[Stored data]
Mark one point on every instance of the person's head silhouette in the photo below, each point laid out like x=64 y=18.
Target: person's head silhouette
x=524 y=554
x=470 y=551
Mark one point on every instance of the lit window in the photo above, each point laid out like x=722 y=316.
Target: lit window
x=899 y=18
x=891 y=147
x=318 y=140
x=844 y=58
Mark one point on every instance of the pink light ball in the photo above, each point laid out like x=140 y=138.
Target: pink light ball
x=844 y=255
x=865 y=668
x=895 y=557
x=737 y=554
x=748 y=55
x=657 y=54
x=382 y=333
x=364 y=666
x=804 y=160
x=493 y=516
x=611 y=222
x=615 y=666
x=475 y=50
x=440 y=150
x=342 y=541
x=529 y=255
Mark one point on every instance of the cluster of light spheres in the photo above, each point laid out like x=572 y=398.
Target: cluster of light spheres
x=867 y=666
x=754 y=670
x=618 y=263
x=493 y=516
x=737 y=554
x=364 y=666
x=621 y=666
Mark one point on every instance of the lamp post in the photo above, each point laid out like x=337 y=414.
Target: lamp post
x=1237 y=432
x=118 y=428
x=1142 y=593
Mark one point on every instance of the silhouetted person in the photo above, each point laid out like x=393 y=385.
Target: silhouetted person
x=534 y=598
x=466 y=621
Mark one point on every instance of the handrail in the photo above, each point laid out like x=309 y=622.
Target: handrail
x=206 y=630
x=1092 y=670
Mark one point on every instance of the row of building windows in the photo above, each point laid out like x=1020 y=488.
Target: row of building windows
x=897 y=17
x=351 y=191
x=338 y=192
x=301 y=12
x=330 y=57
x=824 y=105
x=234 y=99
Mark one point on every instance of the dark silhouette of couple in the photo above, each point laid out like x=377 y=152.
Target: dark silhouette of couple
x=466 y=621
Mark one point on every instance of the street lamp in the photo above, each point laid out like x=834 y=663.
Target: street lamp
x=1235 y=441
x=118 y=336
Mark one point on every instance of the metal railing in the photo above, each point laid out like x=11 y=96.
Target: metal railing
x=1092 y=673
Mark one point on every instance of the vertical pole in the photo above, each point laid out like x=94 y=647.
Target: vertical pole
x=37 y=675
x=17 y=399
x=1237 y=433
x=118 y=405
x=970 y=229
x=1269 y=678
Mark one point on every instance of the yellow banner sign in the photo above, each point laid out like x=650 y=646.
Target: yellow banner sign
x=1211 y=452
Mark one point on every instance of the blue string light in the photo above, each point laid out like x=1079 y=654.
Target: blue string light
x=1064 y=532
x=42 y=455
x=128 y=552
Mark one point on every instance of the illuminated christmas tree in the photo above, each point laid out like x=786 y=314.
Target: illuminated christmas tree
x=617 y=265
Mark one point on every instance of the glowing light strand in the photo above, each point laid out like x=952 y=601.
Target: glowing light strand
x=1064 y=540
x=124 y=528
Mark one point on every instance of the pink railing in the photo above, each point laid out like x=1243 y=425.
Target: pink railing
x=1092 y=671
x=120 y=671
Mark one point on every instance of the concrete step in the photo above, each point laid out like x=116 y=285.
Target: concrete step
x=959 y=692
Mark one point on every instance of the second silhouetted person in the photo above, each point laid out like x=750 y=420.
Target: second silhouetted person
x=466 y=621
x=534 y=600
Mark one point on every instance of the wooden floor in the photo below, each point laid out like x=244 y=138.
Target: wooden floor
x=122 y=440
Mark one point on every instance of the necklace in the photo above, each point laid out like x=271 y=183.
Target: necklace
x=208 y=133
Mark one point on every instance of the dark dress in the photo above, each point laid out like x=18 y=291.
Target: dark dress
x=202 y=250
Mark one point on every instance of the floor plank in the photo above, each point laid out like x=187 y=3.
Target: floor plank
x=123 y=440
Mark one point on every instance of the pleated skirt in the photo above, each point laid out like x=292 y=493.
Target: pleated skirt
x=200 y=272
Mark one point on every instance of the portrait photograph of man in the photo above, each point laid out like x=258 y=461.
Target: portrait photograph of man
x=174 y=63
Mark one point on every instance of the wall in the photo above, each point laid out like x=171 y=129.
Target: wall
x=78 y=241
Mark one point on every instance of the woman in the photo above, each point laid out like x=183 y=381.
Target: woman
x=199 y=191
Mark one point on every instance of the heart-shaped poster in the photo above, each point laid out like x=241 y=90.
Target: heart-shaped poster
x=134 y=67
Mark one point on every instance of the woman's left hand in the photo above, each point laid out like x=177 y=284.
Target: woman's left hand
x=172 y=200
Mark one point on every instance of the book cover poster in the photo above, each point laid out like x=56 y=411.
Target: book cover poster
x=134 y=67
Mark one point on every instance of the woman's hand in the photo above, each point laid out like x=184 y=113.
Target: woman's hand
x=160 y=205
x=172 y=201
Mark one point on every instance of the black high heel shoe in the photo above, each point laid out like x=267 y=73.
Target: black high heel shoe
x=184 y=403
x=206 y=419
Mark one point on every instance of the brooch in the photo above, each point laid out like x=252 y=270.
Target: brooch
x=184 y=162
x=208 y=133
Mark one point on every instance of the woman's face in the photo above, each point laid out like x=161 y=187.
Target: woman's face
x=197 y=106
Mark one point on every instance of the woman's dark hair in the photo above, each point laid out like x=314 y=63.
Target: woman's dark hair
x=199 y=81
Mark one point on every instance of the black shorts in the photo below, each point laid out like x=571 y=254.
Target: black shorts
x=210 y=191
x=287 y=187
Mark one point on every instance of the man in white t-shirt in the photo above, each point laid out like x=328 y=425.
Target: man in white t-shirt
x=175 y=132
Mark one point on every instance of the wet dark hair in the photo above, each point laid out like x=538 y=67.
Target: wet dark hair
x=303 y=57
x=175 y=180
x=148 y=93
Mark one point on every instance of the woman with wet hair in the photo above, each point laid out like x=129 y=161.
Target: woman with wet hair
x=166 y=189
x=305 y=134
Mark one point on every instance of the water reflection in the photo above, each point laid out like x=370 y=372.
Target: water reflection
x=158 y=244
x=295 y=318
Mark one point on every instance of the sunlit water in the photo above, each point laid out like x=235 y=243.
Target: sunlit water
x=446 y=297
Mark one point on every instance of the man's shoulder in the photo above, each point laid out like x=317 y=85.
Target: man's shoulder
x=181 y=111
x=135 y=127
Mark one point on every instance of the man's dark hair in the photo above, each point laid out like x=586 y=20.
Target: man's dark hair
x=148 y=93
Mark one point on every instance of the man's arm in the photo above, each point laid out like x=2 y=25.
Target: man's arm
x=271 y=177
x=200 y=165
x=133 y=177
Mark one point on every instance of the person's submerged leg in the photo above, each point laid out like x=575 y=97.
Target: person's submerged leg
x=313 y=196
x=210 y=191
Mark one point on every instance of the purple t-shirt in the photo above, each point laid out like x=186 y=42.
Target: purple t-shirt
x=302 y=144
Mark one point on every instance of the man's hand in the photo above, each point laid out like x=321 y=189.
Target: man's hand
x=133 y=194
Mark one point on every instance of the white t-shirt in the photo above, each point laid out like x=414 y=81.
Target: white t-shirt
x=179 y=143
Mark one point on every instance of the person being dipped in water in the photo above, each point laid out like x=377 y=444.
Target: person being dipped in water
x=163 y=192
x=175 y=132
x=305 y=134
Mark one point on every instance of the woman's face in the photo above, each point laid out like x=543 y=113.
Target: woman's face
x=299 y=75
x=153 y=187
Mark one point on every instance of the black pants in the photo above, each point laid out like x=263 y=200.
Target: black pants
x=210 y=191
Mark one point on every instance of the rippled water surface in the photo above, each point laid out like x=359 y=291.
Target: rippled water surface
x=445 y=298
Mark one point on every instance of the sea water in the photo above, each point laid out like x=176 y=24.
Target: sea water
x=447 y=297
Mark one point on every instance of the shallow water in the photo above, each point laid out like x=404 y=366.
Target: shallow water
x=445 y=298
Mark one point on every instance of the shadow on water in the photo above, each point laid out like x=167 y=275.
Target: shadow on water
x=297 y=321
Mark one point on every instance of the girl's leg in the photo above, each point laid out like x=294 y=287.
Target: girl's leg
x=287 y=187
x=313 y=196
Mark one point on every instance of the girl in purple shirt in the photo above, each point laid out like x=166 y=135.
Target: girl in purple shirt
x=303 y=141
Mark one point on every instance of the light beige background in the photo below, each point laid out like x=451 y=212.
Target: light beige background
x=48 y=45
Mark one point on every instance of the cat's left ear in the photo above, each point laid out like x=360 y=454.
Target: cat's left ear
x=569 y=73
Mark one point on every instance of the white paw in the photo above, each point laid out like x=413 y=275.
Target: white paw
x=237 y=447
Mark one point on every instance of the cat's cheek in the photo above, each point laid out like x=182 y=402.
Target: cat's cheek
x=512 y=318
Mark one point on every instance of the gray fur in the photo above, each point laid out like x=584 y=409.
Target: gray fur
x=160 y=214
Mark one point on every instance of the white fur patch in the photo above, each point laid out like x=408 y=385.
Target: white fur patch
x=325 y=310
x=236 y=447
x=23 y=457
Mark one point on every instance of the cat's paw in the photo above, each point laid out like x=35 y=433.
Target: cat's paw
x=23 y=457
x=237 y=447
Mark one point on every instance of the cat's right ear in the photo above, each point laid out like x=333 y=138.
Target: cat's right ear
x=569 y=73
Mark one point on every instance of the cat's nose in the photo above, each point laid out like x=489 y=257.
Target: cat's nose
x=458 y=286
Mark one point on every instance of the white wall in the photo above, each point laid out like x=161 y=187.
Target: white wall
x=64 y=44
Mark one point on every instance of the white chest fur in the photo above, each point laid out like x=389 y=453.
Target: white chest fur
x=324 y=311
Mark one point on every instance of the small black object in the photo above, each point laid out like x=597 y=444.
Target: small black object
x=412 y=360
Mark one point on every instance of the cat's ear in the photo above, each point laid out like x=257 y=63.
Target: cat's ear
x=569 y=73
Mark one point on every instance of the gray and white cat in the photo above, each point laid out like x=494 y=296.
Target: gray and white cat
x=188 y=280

> **WHAT YOU SHOULD DO**
Please rewrite the entries from the line containing "Mark one point on every instance of the woman's hand" through the line containing "x=206 y=419", replacing "high heel shoe" with "stiletto" and keeping everything else the same.

> **ANSWER TO THIS TASK**
Mark one point on every instance of the woman's hand in the photo above, each point laid out like x=184 y=113.
Target: woman's hand
x=160 y=205
x=172 y=201
Mark one point on every instance of the black stiletto in the photo above, each point laid out like x=267 y=73.
Target: black stiletto
x=184 y=403
x=206 y=419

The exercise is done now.